INSTRUCTION |
Can you find every line in the data below that contains the word "sneaker" and copy each one out in full?

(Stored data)
####################

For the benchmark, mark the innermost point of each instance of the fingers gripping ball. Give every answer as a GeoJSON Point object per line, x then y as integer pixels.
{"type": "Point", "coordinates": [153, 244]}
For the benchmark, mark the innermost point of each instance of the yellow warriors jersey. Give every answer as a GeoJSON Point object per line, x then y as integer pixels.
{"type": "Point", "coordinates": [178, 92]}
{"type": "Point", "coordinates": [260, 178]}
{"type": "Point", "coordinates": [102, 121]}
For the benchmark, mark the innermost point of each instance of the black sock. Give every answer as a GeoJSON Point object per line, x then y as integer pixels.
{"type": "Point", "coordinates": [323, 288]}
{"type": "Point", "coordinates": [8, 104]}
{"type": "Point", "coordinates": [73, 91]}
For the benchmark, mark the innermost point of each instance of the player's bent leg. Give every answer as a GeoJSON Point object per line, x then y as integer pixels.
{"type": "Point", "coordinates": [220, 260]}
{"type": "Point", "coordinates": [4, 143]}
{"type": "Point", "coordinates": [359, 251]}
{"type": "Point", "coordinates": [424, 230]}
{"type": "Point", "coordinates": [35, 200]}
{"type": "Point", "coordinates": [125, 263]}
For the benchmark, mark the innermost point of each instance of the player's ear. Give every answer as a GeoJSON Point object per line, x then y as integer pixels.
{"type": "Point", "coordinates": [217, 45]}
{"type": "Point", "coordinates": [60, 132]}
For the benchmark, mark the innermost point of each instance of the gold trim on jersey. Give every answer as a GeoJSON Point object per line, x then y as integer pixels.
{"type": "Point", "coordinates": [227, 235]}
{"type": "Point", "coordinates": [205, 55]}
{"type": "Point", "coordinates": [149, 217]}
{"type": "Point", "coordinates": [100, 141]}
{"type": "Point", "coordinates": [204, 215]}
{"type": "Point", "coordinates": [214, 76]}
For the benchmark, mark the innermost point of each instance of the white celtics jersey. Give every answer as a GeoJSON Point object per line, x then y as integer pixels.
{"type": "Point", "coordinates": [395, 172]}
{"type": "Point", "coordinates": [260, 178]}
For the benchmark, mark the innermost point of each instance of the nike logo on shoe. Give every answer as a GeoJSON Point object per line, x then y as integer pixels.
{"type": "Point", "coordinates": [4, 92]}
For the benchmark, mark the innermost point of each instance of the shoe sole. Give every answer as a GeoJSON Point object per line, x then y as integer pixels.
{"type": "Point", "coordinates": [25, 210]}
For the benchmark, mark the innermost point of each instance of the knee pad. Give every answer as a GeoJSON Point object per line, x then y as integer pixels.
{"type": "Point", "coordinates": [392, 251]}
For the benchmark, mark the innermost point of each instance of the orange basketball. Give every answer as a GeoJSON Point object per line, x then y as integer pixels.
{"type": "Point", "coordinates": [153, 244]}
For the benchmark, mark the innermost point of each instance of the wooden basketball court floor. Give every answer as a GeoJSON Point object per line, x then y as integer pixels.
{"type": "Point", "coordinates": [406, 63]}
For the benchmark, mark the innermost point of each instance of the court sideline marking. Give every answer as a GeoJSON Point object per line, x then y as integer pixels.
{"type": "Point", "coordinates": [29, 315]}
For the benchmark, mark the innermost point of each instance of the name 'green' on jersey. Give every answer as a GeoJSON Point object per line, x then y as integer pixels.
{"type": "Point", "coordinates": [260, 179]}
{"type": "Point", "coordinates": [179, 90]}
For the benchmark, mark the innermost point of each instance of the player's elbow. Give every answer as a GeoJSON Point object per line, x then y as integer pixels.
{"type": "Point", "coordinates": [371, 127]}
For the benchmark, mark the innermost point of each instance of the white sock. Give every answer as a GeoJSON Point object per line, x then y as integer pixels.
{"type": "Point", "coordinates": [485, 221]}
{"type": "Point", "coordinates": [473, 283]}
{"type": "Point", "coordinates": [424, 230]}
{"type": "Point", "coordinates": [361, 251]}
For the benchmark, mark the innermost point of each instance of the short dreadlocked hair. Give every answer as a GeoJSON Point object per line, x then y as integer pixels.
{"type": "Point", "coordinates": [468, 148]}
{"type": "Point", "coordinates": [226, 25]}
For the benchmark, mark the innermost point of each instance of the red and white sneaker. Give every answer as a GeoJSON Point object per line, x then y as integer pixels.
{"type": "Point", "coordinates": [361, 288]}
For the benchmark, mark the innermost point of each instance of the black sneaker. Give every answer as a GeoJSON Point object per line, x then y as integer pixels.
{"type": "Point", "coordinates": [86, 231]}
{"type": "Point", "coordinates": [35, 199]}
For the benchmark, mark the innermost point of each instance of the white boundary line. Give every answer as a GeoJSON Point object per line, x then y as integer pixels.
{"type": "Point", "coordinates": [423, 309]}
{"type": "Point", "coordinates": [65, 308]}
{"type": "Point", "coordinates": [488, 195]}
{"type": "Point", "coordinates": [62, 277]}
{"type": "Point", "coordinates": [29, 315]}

####################

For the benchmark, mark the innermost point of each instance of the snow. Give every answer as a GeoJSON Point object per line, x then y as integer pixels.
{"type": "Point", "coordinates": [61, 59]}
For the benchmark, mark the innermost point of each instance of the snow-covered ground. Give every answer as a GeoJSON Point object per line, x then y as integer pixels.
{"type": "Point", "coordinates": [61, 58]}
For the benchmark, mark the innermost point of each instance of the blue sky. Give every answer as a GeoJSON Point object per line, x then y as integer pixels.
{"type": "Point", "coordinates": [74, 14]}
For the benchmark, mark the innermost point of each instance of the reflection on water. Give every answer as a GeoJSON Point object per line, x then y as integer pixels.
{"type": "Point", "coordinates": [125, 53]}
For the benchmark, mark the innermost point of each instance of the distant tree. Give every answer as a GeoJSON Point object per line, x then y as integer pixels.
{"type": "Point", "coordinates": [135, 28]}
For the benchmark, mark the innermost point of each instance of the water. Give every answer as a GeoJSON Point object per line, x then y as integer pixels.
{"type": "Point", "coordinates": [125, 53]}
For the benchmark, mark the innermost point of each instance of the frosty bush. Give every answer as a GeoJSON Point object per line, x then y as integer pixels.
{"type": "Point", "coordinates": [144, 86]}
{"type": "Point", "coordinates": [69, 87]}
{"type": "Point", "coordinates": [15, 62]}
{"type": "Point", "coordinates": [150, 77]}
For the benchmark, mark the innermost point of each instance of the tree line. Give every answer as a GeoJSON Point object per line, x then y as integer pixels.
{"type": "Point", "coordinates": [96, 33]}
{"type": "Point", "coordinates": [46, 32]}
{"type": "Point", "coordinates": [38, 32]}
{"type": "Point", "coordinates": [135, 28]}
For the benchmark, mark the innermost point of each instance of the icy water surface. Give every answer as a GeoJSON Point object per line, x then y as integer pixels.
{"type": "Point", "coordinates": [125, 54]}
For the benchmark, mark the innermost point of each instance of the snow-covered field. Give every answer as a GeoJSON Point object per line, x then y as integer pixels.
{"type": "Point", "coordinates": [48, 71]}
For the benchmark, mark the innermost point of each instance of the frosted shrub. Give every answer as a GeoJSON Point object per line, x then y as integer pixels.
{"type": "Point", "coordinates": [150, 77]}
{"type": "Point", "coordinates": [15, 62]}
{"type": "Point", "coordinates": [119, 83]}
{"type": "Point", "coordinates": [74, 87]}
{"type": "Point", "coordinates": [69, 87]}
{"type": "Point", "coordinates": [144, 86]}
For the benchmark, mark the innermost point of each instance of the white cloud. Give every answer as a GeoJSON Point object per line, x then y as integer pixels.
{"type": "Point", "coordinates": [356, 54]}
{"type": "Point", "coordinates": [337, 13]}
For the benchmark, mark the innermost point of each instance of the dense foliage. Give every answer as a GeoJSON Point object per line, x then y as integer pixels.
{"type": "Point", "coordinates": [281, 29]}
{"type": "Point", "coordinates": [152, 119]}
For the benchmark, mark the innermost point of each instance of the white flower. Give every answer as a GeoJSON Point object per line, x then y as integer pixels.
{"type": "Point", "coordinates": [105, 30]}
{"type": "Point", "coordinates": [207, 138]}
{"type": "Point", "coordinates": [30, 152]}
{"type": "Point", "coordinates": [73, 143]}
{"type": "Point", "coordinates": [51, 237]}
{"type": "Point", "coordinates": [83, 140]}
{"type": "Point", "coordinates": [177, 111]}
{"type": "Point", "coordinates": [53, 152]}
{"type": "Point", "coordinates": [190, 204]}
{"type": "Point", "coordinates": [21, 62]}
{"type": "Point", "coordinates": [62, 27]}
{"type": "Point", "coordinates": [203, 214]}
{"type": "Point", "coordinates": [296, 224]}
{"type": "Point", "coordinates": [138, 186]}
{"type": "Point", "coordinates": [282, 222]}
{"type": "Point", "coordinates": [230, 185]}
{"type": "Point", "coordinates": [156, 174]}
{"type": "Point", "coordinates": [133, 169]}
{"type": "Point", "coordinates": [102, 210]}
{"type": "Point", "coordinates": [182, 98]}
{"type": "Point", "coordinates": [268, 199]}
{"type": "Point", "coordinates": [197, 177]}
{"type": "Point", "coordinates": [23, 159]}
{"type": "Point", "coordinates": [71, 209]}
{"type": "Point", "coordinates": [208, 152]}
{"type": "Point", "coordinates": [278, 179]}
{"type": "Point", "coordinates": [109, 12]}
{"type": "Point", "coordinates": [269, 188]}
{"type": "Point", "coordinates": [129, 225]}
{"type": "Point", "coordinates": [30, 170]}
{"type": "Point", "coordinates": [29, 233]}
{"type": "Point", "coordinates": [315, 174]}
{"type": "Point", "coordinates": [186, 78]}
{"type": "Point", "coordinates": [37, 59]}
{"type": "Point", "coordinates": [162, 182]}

####################

EXERCISE RESULT |
For the benchmark, mark the innermost point of each instance of the red and white sneaker. Give every answer as a GeoJSON Point object per line, x then y as integer pixels.
For the benchmark, mark the innermost point of each instance of the black sneaker. Give every answer as a GeoJSON Point object per line, x then y as integer pixels.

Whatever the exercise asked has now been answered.